• [WORKING DATA]
■ ■ ■
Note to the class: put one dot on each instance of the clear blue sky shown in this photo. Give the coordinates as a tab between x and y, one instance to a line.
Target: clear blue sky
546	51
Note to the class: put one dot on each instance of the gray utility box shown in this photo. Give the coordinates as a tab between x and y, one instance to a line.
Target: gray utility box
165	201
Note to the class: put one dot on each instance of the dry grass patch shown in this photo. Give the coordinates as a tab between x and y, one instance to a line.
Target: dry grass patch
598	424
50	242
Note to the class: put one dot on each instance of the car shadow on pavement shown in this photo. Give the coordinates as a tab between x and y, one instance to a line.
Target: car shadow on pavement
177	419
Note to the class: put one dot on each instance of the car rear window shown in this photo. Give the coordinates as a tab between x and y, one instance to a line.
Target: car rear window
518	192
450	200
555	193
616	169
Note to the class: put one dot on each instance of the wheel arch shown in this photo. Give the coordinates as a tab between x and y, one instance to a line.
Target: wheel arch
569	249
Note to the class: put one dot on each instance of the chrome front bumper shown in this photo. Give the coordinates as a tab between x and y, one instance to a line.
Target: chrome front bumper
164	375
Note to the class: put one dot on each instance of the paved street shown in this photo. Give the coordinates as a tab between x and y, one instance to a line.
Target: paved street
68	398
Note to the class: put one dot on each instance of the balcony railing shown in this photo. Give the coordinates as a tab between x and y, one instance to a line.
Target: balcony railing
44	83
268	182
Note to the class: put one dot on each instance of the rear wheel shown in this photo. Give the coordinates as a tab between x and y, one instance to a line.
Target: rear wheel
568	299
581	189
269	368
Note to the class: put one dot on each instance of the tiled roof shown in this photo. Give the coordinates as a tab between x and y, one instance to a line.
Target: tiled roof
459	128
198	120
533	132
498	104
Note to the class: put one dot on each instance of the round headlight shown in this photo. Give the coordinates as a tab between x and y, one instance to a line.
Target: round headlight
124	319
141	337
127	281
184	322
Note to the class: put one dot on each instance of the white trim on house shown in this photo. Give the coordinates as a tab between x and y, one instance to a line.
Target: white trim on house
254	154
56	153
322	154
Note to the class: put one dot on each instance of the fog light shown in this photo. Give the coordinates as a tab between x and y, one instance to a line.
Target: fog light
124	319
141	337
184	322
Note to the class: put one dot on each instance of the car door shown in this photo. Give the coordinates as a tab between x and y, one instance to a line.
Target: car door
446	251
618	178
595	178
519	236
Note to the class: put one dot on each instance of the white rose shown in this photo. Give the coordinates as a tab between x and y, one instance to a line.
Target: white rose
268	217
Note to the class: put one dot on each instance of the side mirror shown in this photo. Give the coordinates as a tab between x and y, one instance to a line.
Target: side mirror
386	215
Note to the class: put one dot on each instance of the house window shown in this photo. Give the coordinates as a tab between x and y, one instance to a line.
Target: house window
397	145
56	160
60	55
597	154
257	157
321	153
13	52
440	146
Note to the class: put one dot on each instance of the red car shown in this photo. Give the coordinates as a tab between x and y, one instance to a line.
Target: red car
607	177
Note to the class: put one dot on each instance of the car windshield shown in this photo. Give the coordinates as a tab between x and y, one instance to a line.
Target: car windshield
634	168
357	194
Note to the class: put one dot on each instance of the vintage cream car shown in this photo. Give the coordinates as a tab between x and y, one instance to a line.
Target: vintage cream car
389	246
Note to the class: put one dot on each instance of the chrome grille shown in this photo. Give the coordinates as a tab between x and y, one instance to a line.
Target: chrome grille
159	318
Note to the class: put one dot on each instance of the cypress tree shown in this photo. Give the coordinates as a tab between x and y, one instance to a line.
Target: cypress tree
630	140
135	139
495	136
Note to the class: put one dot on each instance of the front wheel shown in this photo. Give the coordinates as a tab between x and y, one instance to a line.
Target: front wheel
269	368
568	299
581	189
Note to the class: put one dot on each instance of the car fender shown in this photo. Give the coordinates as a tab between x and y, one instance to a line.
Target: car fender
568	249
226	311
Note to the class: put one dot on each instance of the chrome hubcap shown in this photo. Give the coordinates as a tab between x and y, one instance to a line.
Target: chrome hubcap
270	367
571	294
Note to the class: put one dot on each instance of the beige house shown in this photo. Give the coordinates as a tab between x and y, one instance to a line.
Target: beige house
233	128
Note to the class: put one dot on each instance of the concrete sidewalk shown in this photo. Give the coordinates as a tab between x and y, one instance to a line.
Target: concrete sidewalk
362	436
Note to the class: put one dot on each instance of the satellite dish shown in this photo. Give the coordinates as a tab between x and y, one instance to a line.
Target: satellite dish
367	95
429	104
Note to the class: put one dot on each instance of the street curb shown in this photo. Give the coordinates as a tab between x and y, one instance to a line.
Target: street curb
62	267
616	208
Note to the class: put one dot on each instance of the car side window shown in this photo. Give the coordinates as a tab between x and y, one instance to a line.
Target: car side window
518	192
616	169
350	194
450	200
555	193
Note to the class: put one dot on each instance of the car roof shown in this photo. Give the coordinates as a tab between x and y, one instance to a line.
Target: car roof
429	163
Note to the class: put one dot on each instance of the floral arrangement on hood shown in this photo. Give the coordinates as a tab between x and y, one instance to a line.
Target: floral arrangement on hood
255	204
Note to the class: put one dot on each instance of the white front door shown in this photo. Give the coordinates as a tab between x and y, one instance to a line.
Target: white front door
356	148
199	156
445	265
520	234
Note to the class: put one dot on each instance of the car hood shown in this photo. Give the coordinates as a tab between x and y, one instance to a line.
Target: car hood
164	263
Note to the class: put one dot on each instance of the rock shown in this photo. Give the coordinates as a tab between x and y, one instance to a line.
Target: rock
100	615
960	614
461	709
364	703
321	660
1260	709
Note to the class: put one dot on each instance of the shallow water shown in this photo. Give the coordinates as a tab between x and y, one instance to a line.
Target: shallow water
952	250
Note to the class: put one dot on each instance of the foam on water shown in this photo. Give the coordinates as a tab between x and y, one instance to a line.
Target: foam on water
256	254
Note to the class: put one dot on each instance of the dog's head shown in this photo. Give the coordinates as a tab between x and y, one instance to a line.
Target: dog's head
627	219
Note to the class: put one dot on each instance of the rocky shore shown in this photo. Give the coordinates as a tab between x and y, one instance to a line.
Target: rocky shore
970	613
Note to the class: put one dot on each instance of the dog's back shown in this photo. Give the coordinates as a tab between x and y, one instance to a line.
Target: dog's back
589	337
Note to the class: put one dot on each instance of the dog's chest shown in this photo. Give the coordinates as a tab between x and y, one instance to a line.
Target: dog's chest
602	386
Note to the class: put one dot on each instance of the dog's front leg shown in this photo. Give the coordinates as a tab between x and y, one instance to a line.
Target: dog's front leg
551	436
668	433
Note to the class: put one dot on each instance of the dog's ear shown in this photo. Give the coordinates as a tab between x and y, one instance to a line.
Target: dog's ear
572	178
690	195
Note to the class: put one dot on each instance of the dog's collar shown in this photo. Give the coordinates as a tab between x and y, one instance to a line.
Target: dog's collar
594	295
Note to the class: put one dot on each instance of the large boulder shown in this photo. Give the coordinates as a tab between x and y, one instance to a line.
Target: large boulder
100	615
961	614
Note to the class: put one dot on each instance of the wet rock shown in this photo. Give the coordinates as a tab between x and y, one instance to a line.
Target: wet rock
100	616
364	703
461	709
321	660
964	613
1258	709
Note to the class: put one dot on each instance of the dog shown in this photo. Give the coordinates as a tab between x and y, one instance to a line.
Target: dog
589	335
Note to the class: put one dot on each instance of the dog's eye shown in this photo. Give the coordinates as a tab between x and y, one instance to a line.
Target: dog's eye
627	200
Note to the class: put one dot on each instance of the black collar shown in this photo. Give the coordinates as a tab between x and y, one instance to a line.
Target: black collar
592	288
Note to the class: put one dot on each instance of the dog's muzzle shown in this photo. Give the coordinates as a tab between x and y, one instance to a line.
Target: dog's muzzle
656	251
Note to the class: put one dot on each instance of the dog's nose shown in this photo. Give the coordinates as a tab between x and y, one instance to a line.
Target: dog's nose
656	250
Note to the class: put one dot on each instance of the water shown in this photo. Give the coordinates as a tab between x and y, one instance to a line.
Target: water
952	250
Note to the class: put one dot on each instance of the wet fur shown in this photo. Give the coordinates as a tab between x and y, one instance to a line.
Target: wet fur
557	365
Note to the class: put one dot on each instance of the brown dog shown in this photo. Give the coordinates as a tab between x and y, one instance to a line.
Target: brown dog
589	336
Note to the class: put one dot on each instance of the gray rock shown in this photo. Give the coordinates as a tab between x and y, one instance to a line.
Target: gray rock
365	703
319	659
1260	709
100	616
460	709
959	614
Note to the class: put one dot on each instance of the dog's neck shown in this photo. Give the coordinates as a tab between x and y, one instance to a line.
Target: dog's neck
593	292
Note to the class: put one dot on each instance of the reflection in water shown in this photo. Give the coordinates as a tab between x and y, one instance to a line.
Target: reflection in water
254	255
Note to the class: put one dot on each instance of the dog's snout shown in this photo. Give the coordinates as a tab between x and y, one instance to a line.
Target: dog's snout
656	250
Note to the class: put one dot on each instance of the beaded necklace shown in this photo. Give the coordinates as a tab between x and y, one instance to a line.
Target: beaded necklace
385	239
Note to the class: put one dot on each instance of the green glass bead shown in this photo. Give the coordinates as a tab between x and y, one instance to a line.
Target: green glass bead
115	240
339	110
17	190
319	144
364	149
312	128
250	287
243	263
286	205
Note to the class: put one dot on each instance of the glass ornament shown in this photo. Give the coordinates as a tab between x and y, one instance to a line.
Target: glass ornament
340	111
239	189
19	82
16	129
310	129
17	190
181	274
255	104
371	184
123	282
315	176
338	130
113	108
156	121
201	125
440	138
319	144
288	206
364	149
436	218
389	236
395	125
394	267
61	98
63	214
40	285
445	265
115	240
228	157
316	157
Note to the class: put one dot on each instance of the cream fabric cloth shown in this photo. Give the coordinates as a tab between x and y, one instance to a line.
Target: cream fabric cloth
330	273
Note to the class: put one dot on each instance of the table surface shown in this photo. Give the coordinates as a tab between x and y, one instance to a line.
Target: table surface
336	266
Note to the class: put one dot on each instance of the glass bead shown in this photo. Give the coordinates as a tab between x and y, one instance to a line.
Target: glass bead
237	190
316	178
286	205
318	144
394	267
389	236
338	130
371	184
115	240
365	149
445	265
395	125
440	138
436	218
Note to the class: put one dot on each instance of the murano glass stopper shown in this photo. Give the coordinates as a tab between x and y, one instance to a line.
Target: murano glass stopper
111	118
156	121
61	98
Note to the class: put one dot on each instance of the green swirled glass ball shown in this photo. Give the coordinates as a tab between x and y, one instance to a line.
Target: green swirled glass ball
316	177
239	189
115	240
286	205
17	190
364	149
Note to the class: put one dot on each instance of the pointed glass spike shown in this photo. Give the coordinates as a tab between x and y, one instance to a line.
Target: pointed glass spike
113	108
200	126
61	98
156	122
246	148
■ ■ ■
• [TASK BRIEF] Your answer should consist solely of the lines above from the line with "Target: car roof" to the line with "the dog's back", both included, reproduced exactly.

• [RESPONSE TO THE TASK]
Target: car roof
429	163
Note to the class: put one dot on each instance of the floral arrangement on hood shown in this photo. Give the coordinates as a tab between x and y, one instance to a line.
Target: floral arrangement on hood
255	204
Note to the class: put one dot on each instance of the white front door shown in this photo. Give the coordinates as a tab between x and y, one instance to a line.
Target: white front door
356	148
199	156
445	265
520	234
Note to the class: put one dot on each instance of the car hood shown in this photo. Give the coordinates as a tab between x and y, one instance to a line.
Target: car hood
164	263
Note to the class: put one dot on each instance of the rock shown in this photo. Give the coordinates as a tab between x and y, one instance to a line.
Target: rock
100	615
960	614
461	709
364	703
321	660
1260	709
Note to the class: put one dot on each instance of the shallow water shown in this photo. Give the coordinates as a tab between x and y, one instance to a line.
Target: shallow water
952	250
Note to the class: put one dot on each instance of the foam on water shown in this photo. Give the coordinates as a tab between x and y, one instance to a line.
Target: foam on water
256	254
Note to the class: put one dot on each instance of the dog's head shown in this photo. Give the coordinates as a tab between x and y, one instance to a line.
Target: dog's head
627	219
Note to the class: put one dot on each instance of the rocky shore shown in this photo. Give the coordinates as a tab between x and y, one instance to a line.
Target: rocky shore
970	613
Note to the class: put one dot on each instance of the dog's back shown in this photo. Give the coordinates as a tab between x and y, one instance to a line.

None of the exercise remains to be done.